§ **Your objective**: In the lines below, find the one that contains "1176L617 1188L604 1360L907" and write it out exactly, along with every line that follows it.

§ **Collected data entries**:
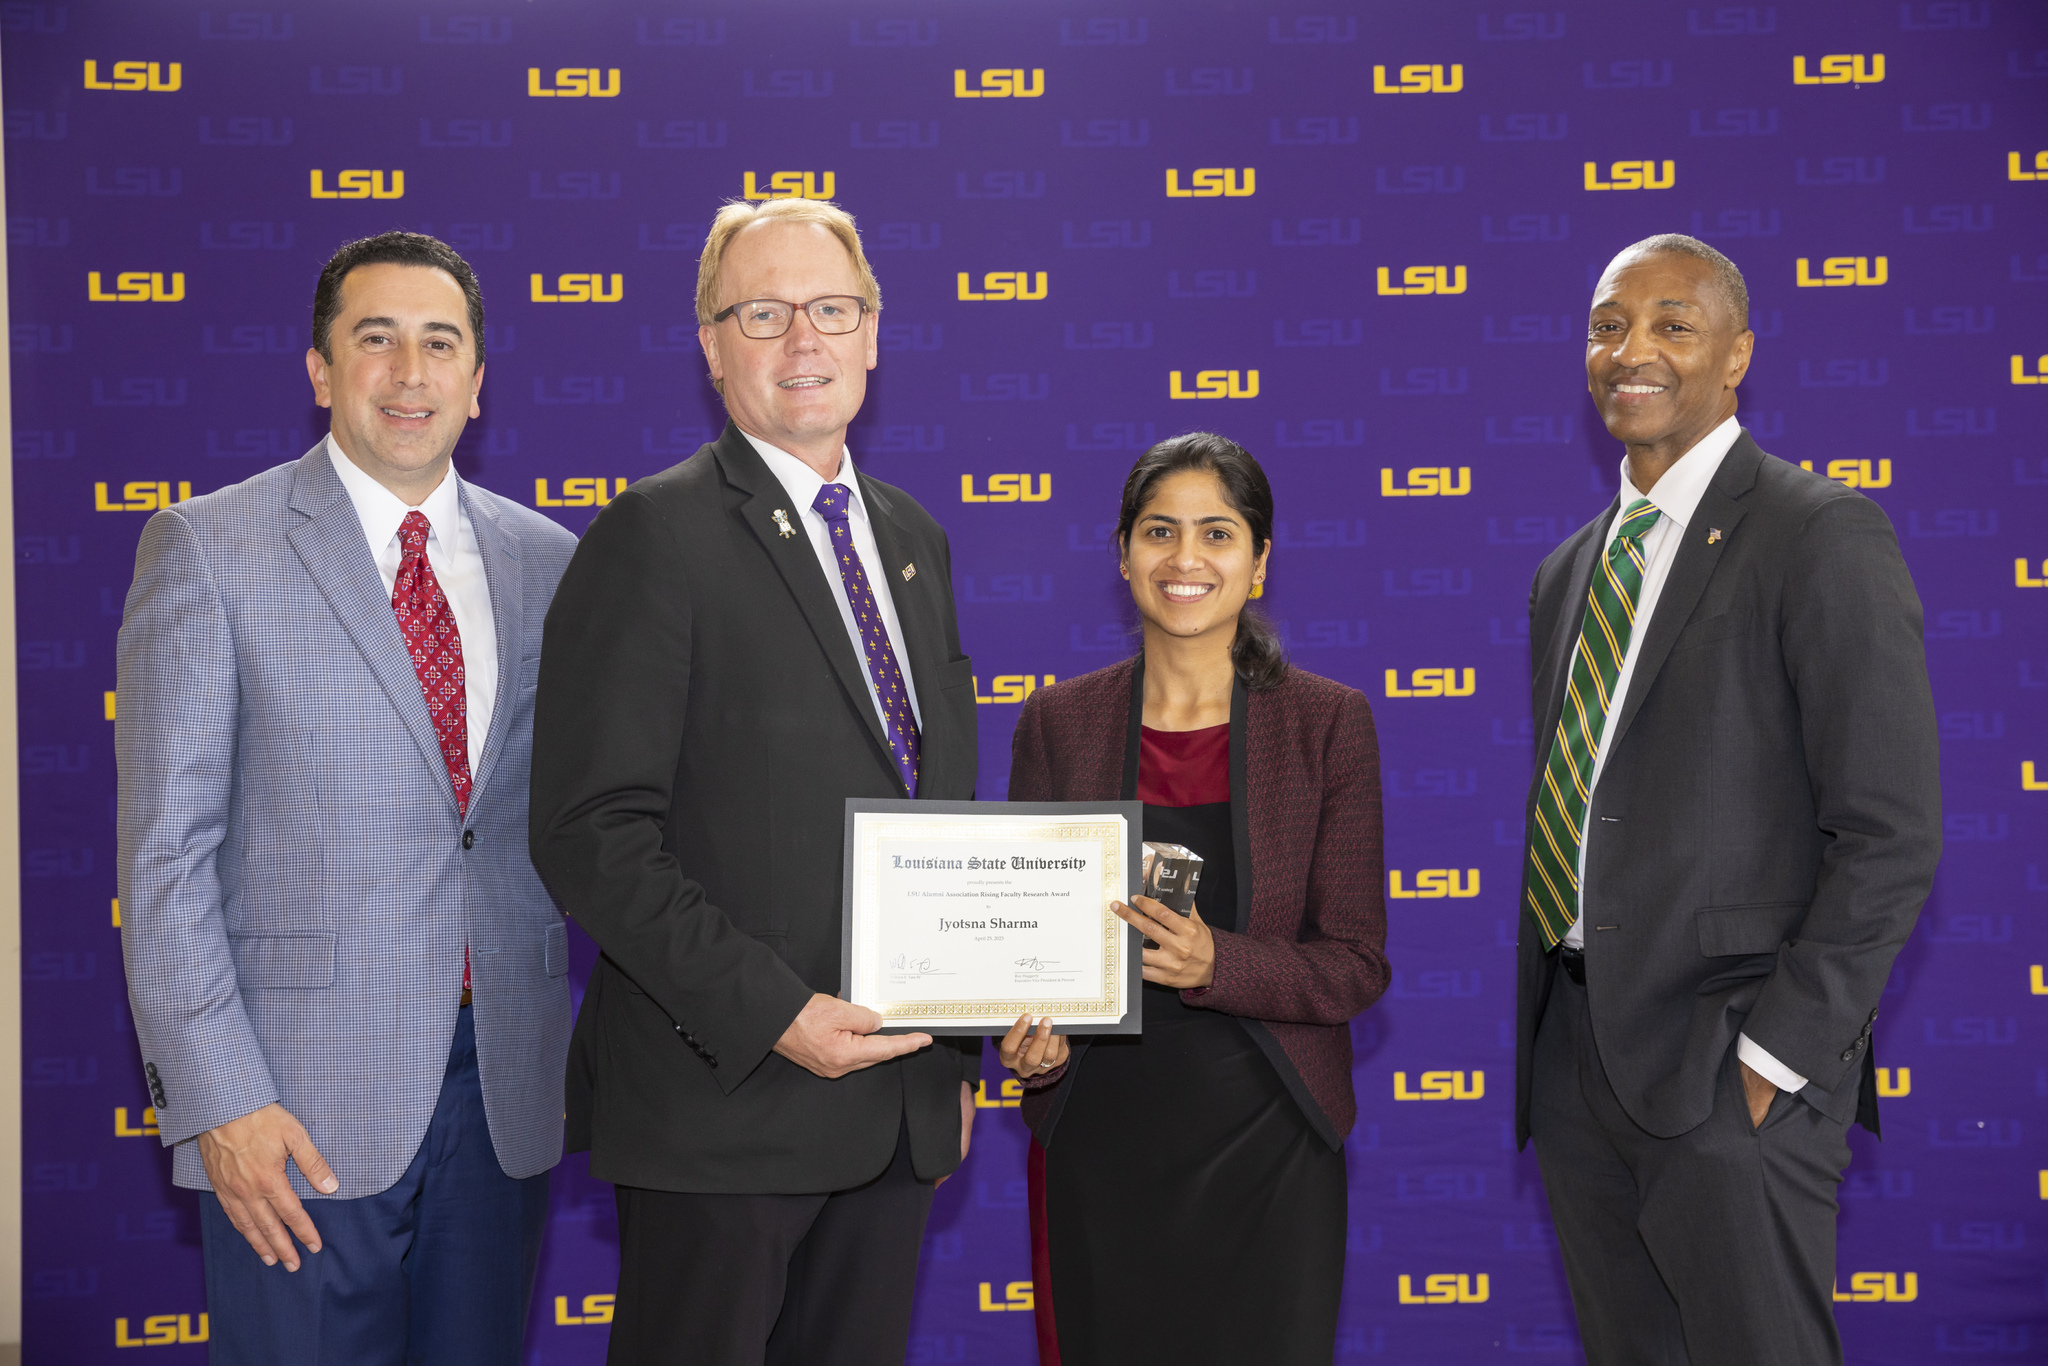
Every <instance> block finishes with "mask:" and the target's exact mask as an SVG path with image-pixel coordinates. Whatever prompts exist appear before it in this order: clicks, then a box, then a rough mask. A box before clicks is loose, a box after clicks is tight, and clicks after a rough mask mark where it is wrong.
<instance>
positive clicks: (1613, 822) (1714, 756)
mask: <svg viewBox="0 0 2048 1366" xmlns="http://www.w3.org/2000/svg"><path fill="white" fill-rule="evenodd" d="M1753 344H1755V334H1751V332H1749V293H1747V289H1745V285H1743V276H1741V270H1737V268H1735V264H1733V262H1731V260H1729V258H1726V256H1722V254H1720V252H1716V250H1714V248H1710V246H1706V244H1704V242H1696V240H1694V238H1681V236H1675V233H1669V236H1661V238H1649V240H1645V242H1638V244H1634V246H1630V248H1628V250H1624V252H1622V254H1620V256H1616V258H1614V262H1612V264H1610V266H1608V270H1606V274H1604V276H1602V281H1599V287H1597V289H1595V291H1593V309H1591V319H1589V330H1587V342H1585V377H1587V389H1589V391H1591V393H1593V401H1595V403H1597V408H1599V414H1602V418H1604V420H1606V424H1608V432H1610V434H1614V436H1616V438H1618V440H1620V442H1622V444H1624V446H1626V449H1628V455H1626V459H1624V461H1622V489H1620V498H1616V500H1614V504H1610V506H1608V508H1606V510H1604V512H1602V514H1599V516H1597V518H1593V520H1591V522H1587V524H1585V526H1583V528H1581V530H1579V532H1577V535H1575V537H1571V539H1569V541H1567V543H1565V545H1561V547H1559V549H1556V551H1552V553H1550V557H1548V559H1546V561H1544V563H1542V567H1540V569H1538V571H1536V584H1534V588H1532V592H1530V649H1532V653H1534V672H1536V680H1534V682H1536V688H1534V715H1536V727H1538V729H1536V733H1538V735H1540V743H1538V764H1540V768H1538V772H1536V780H1534V784H1532V786H1530V801H1528V848H1526V862H1524V889H1522V924H1520V936H1518V969H1520V973H1518V1040H1516V1042H1518V1047H1516V1135H1518V1141H1520V1143H1528V1139H1530V1137H1534V1139H1536V1157H1538V1161H1540V1165H1542V1176H1544V1186H1546V1188H1548V1196H1550V1212H1552V1219H1554V1221H1556V1235H1559V1247H1561V1249H1563V1253H1565V1272H1567V1276H1569V1280H1571V1296H1573V1307H1575V1309H1577V1313H1579V1331H1581V1337H1583V1341H1585V1360H1587V1362H1589V1364H1591V1366H1604V1364H1628V1366H1636V1364H1642V1362H1669V1364H1679V1362H1690V1364H1692V1366H1718V1364H1729V1366H1737V1364H1739V1366H1767V1364H1776V1362H1784V1364H1786V1366H1812V1364H1815V1362H1841V1339H1839V1337H1837V1333H1835V1317H1833V1280H1835V1188H1837V1184H1839V1182H1841V1169H1843V1167H1845V1165H1847V1161H1849V1147H1847V1143H1845V1130H1847V1124H1849V1120H1851V1118H1853V1120H1858V1122H1860V1124H1864V1126H1866V1128H1870V1130H1872V1133H1876V1128H1878V1108H1876V1071H1874V1065H1872V1051H1870V1030H1872V1022H1874V1020H1876V1018H1878V995H1880V993H1882V991H1884V981H1886V977H1888V975H1890V967H1892V958H1894V956H1896V954H1898V946H1901V944H1905V940H1907V936H1909V934H1911V930H1913V922H1915V917H1917V915H1919V909H1921V903H1923V901H1925V899H1927V889H1929V883H1931V881H1933V868H1935V860H1937V856H1939V850H1942V840H1939V829H1942V815H1939V780H1937V764H1935V760H1937V754H1935V719H1933V698H1931V696H1929V690H1927V664H1925V657H1923V651H1921V606H1919V596H1917V594H1915V592H1913V580H1911V578H1909V575H1907V567H1905V561H1903V559H1901V555H1898V541H1896V537H1894V535H1892V526H1890V522H1888V520H1886V516H1884V512H1882V510H1880V508H1878V506H1876V504H1874V502H1870V500H1868V498H1864V496H1862V494H1858V492H1855V489H1849V487H1843V485H1839V483H1835V481H1831V479H1823V477H1819V475H1812V473H1806V471H1802V469H1798V467H1796V465H1788V463H1784V461H1778V459H1774V457H1769V455H1765V453H1763V451H1759V449H1757V444H1755V442H1753V440H1751V438H1749V434H1747V432H1743V430H1741V426H1739V424H1737V420H1735V391H1737V385H1741V381H1743V373H1745V371H1747V369H1749V358H1751V348H1753Z"/></svg>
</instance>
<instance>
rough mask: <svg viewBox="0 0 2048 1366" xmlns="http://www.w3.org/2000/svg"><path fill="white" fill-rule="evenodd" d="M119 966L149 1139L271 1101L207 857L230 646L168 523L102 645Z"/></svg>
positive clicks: (235, 708)
mask: <svg viewBox="0 0 2048 1366" xmlns="http://www.w3.org/2000/svg"><path fill="white" fill-rule="evenodd" d="M115 686H117V688H119V694H117V696H119V698H121V707H119V715H117V719H115V762H117V768H119V772H121V801H119V827H121V834H119V844H121V852H119V891H121V956H123V963H125V967H127V981H129V1008H131V1012H133V1016H135V1034H137V1038H139V1042H141V1057H143V1061H145V1063H147V1065H150V1067H154V1069H156V1079H158V1081H160V1083H162V1094H164V1098H166V1104H160V1106H156V1122H158V1128H160V1130H162V1137H164V1145H166V1147H168V1145H172V1143H182V1141H186V1139H190V1137H195V1135H201V1133H205V1130H209V1128H213V1126H217V1124H225V1122H227V1120H233V1118H240V1116H244V1114H250V1112H252V1110H260V1108H264V1106H268V1104H272V1102H274V1100H276V1098H279V1090H276V1083H274V1079H272V1077H270V1065H268V1061H264V1055H262V1047H260V1044H258V1042H256V1032H254V1030H252V1028H250V1018H248V1010H246V1008H244V1004H242V987H240V983H238V979H236V963H233V954H231V952H229V946H227V915H225V907H223V893H221V877H219V864H217V860H219V848H221V840H225V836H227V803H229V791H231V786H233V764H236V709H238V702H240V686H238V682H236V641H233V633H231V629H229V623H227V612H225V608H223V604H221V596H219V588H217V586H215V580H213V567H211V563H209V561H207V553H205V549H203V547H201V543H199V537H197V532H195V530H193V526H190V522H186V520H184V514H180V512H178V510H174V508H172V510H164V512H158V514H156V516H152V518H150V524H147V526H143V532H141V545H139V547H137V551H135V584H133V588H129V596H127V610H125V614H123V621H121V639H119V647H117V684H115Z"/></svg>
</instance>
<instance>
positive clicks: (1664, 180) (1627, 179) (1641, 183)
mask: <svg viewBox="0 0 2048 1366" xmlns="http://www.w3.org/2000/svg"><path fill="white" fill-rule="evenodd" d="M1661 166H1663V174H1659V170H1657V168H1659V162H1608V178H1606V180H1602V178H1599V162H1587V164H1585V188H1589V190H1669V188H1671V186H1673V184H1677V162H1661Z"/></svg>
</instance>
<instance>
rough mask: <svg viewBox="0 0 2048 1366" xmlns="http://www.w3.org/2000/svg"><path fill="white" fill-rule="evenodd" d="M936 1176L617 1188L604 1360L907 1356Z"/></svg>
mask: <svg viewBox="0 0 2048 1366" xmlns="http://www.w3.org/2000/svg"><path fill="white" fill-rule="evenodd" d="M932 1188H934V1184H932V1182H920V1180H918V1176H915V1173H913V1171H911V1165H909V1130H907V1128H903V1130H901V1133H899V1135H897V1151H895V1157H893V1159H891V1161H889V1169H887V1171H883V1173H881V1176H877V1178H874V1180H872V1182H866V1184H864V1186H856V1188H852V1190H838V1192H829V1194H817V1196H707V1194H688V1192H674V1190H641V1188H635V1186H621V1188H618V1300H616V1307H614V1313H612V1341H610V1352H608V1356H606V1358H604V1360H606V1364H608V1366H823V1364H825V1362H829V1364H831V1366H903V1354H905V1350H907V1346H909V1311H911V1294H913V1290H915V1288H918V1251H920V1247H922V1243H924V1221H926V1214H930V1212H932Z"/></svg>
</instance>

§ **Answer to this task**:
rough mask: <svg viewBox="0 0 2048 1366" xmlns="http://www.w3.org/2000/svg"><path fill="white" fill-rule="evenodd" d="M936 1176L617 1188L604 1360L907 1356Z"/></svg>
mask: <svg viewBox="0 0 2048 1366" xmlns="http://www.w3.org/2000/svg"><path fill="white" fill-rule="evenodd" d="M932 1188H934V1184H932V1182H920V1180H918V1176H915V1173H913V1171H911V1165H909V1130H907V1128H903V1130H901V1133H899V1135H897V1151H895V1157H893V1159H891V1161H889V1169H887V1171H883V1173H881V1176H877V1178H874V1180H872V1182H866V1184H864V1186H856V1188H852V1190H838V1192H829V1194H817V1196H707V1194H688V1192H674V1190H641V1188H635V1186H621V1188H618V1300H616V1307H614V1313H612V1341H610V1352H608V1356H606V1358H604V1360H606V1364H608V1366H823V1364H825V1362H829V1364H831V1366H903V1354H905V1350H907V1346H909V1311H911V1294H913V1290H915V1288H918V1251H920V1247H922V1243H924V1221H926V1214H930V1212H932Z"/></svg>
</instance>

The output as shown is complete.